*WORK INSTRUCTIONS*:
Can you reproduce every item below word for word, leaving the pictures out?

(Records of labeled points)
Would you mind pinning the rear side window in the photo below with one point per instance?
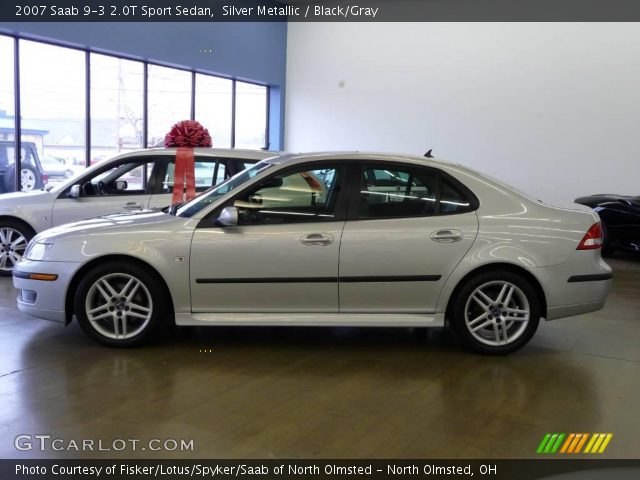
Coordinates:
(399, 192)
(452, 200)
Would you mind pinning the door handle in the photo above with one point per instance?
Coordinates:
(321, 239)
(132, 206)
(446, 236)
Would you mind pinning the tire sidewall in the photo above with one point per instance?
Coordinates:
(460, 300)
(148, 279)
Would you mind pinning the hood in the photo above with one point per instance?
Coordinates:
(114, 223)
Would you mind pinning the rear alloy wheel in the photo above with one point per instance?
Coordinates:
(119, 305)
(14, 238)
(496, 313)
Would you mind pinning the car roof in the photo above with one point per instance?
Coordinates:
(212, 152)
(293, 158)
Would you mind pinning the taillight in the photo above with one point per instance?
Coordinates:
(592, 239)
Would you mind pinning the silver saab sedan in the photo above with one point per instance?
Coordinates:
(132, 181)
(340, 239)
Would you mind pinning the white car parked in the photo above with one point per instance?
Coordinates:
(131, 181)
(327, 239)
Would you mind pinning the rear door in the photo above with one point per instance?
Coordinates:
(408, 228)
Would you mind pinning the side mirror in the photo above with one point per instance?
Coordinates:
(274, 182)
(74, 191)
(228, 216)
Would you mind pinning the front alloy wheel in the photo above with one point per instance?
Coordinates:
(119, 305)
(13, 242)
(496, 313)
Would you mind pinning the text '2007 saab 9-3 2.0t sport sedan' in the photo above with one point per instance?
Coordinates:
(347, 239)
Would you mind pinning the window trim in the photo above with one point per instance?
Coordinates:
(355, 185)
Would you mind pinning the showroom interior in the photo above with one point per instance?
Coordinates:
(548, 108)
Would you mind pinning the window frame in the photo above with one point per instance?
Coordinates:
(342, 200)
(441, 175)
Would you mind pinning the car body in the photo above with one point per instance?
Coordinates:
(32, 175)
(387, 240)
(620, 215)
(132, 181)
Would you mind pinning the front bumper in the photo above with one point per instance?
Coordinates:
(40, 298)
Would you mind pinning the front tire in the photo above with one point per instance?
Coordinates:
(496, 313)
(14, 237)
(119, 304)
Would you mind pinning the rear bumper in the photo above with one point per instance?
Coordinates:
(575, 287)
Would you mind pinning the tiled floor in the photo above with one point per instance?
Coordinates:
(325, 393)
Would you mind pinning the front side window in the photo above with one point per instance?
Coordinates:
(401, 192)
(307, 195)
(202, 201)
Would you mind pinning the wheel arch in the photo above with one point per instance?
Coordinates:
(12, 218)
(510, 267)
(79, 274)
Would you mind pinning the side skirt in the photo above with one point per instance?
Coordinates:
(313, 319)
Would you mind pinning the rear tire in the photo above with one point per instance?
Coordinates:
(120, 304)
(496, 313)
(14, 237)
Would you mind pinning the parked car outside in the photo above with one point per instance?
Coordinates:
(32, 175)
(384, 240)
(56, 167)
(620, 215)
(128, 182)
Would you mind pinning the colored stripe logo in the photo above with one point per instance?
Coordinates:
(574, 443)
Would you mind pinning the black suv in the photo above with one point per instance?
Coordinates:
(32, 174)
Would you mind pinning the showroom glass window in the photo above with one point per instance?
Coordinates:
(214, 101)
(52, 97)
(7, 114)
(389, 191)
(251, 115)
(117, 119)
(169, 94)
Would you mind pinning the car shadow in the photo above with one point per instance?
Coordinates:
(301, 392)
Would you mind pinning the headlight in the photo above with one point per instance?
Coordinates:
(36, 251)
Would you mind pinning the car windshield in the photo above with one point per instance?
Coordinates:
(189, 209)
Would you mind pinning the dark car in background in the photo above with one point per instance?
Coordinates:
(620, 215)
(32, 174)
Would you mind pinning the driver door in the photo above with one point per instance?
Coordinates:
(283, 254)
(100, 194)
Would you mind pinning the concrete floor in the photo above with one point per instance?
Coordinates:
(326, 393)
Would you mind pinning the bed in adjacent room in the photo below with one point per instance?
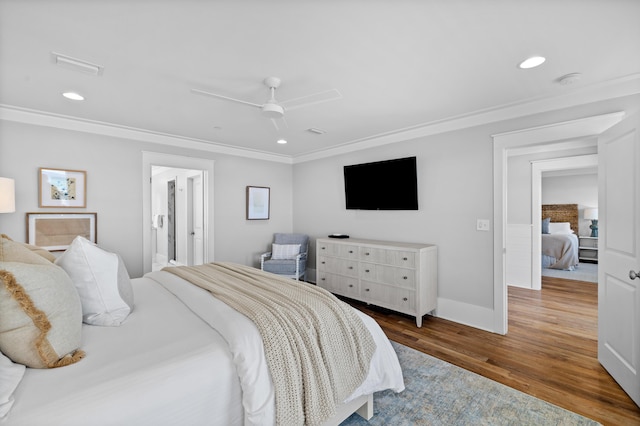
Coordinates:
(559, 236)
(180, 355)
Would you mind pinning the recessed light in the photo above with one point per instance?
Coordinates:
(532, 62)
(73, 96)
(568, 79)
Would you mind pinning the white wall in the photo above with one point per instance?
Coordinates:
(455, 172)
(575, 189)
(114, 189)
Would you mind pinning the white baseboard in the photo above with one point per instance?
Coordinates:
(464, 313)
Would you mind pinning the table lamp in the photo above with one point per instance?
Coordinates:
(7, 195)
(592, 215)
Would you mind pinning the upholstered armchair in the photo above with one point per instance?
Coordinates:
(288, 256)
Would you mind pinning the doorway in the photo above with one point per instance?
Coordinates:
(534, 138)
(177, 211)
(191, 215)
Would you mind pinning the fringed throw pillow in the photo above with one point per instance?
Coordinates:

*FINISHED ANSWER*:
Would you mind pinning the rear side window in the photo below with one point per instance?
Coordinates:
(399, 192)
(452, 200)
Would you mind pinning the door handle in the photo above with one point per instance?
Coordinates:
(321, 239)
(132, 206)
(446, 236)
Would you mind pinning the tire sidewall in the photo above with one point per instance?
Coordinates:
(460, 300)
(148, 279)
Would you mind pinning the hood in the photo above with one point per instance?
Coordinates:
(114, 223)
Would you mind pinning the rear alloy wheel in the photo above with one point per instance?
Coordinates:
(119, 305)
(14, 238)
(496, 313)
Would you mind pinning the car roof in the photo above with one point per instance?
Coordinates:
(212, 152)
(293, 158)
Would you mind pinning the taillight in the photo above with one point per instance?
Coordinates:
(592, 239)
Would you mind pinning the silver saab sedan in the photo above with one point per instance?
Coordinates:
(132, 181)
(340, 239)
Would you mind pinning the white car parked in the photo above with one point per instance?
Coordinates:
(131, 181)
(327, 239)
Would you mind pinning the rear door in the photo above with one point per instance?
Coordinates:
(408, 228)
Would you mind pinning the side mirror in the photo above with one point per instance?
Coordinates:
(274, 182)
(74, 191)
(228, 216)
Would you mind pinning the front alloy wheel in the photo above with one point per instance?
Coordinates:
(119, 305)
(13, 242)
(496, 313)
Would you mind pinning the text '2007 saab 9-3 2.0t sport sedan' in the photo above with one point per instance?
Coordinates:
(347, 239)
Would you mind pinning the window trim in the photo above with one point per instance?
Coordinates:
(355, 185)
Would you mind pinning the showroom interior in the photo above with one point per instance?
Coordinates:
(548, 108)
Would you mind pinning the window frame in the photo above with one point per instance?
Coordinates:
(342, 200)
(441, 175)
Would you mind pinning the car body in the photo above with one point per instance?
Coordinates:
(32, 175)
(387, 240)
(620, 215)
(132, 181)
Would you mind pinning the front bumper in the photo above with one point per instance?
Coordinates:
(40, 298)
Would you mind pinning the front tire in the photo above with one point per instance?
Coordinates:
(496, 313)
(14, 237)
(119, 304)
Would you mind pinning the rear bumper in the photo above with one point per instance?
Coordinates:
(575, 287)
Would you mind pinning the tiled floor in the photo above with one point per instance?
Coordinates:
(325, 393)
Would you mind pinning the front side window in the photo above with one point per instance?
Coordinates:
(401, 192)
(307, 195)
(202, 201)
Would you mind pinning the wheel arch in the photo above with one point per instance?
Coordinates:
(12, 218)
(510, 267)
(79, 274)
Would you mind pinning the side skirt in the photo above with one point per instance?
Coordinates:
(313, 319)
Would you mind pinning the rear tire in the photo above with one point per instance?
Coordinates:
(120, 304)
(496, 313)
(14, 237)
Would you mind pinning the parked car outside in the photo above with one point per instance?
Coordinates:
(32, 175)
(384, 240)
(56, 167)
(620, 215)
(128, 182)
Would you mind pinning the colored stripe logo in the photo above with one point per instance?
Coordinates:
(574, 443)
Would you mind pinning the black suv in the photo above with one point per instance?
Coordinates:
(32, 174)
Would you mind pinning the showroom glass window in the photo above with one point per instance?
Coordinates:
(214, 101)
(52, 97)
(7, 114)
(389, 191)
(251, 115)
(117, 119)
(169, 94)
Would you mind pinning the car shadow in the photo above with one point per instance?
Coordinates:
(301, 392)
Would you mind pinning the headlight in the photo above with one point per instance?
Coordinates:
(36, 251)
Would you mind pinning the car windshield in the photo above with one point per instance?
Coordinates:
(189, 209)
Would you mind pinning the dark car in background in the photo above with one point per instance?
Coordinates:
(620, 215)
(32, 174)
Would you mind pinning the driver door in the photo above with one point per instance?
Coordinates:
(283, 254)
(100, 194)
Would you mind pinning the concrete floor in the photo above with one point per instance?
Coordinates:
(326, 393)
Would you mind pinning the bed in adjacent room in the photo below with one point per instance?
Coordinates:
(559, 236)
(180, 355)
Would you mind pinning the recessed light in the photo above with one point per instance?
Coordinates:
(532, 62)
(73, 96)
(568, 79)
Would you mind pinning the white wall in the photo above with one point per instance?
Coordinates:
(455, 172)
(575, 189)
(114, 189)
Would you mind pinning the white baseboard in the photo above with one point per instance?
Coordinates:
(464, 313)
Would you mind pinning the table lamp in the photo above with one point per instance?
Coordinates:
(7, 195)
(592, 215)
Would you mind pinning the upholstered armchair in the photo above with one point per instance?
Coordinates:
(288, 256)
Would you mind pinning the doorway in the photo above with one point per instance?
Coordinates:
(534, 138)
(177, 211)
(191, 215)
Would you mind pinning the fringed throw pillow in the photo above with one point per instance?
Coordinates:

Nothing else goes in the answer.